#### What to do
Can you resize the data starting at the beginning and ending at the line that contains "point(217, 72)", reproducing every line in that span but multiplying each answer coordinate by 1.9 and rounding to whole numbers, halves up, while the sample points given for the format stay unchanged? Leave the pictures out of your reply.

#### Listing
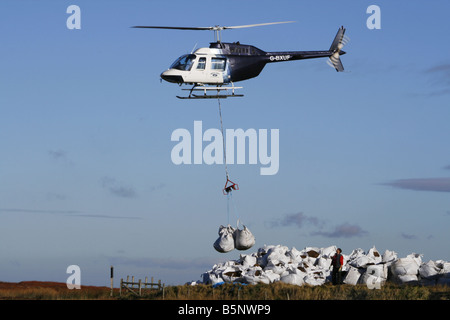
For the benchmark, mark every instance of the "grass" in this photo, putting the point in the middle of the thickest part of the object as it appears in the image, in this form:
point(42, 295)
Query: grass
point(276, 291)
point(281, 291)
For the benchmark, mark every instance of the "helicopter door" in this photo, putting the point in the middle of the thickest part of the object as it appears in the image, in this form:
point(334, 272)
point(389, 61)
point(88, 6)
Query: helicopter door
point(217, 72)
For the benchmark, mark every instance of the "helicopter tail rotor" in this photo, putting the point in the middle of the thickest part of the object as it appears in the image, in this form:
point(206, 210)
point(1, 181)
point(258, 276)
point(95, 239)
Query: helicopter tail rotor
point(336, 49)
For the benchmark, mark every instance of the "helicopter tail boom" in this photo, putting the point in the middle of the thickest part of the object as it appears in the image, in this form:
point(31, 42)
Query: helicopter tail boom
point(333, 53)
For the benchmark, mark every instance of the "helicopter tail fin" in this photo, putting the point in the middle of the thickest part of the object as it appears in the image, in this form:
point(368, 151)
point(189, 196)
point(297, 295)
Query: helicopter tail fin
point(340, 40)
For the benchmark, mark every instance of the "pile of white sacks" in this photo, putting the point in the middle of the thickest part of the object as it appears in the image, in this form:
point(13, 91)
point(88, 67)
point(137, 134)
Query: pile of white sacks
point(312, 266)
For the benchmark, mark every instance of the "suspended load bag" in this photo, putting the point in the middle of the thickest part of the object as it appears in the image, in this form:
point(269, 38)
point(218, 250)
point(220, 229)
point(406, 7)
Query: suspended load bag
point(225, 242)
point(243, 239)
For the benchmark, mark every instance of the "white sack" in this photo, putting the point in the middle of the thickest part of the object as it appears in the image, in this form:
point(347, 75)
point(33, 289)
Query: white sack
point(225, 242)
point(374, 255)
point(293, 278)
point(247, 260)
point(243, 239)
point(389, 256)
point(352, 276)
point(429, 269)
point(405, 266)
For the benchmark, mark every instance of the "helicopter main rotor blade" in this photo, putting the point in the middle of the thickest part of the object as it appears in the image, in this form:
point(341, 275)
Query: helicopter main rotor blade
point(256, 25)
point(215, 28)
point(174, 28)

#### Full answer
For the benchmark, mark every instance of the "grass" in this photo, putting the point in the middle of the thickest part of the object as it appears in the image, in this form:
point(42, 295)
Query: grass
point(524, 553)
point(534, 553)
For the benchmark, mark every instance of the "helicopter door" in this photo, putting the point in the middle of the thickest part of the object as it appears in the image, in this form:
point(334, 272)
point(389, 61)
point(88, 6)
Query: helicopter door
point(412, 137)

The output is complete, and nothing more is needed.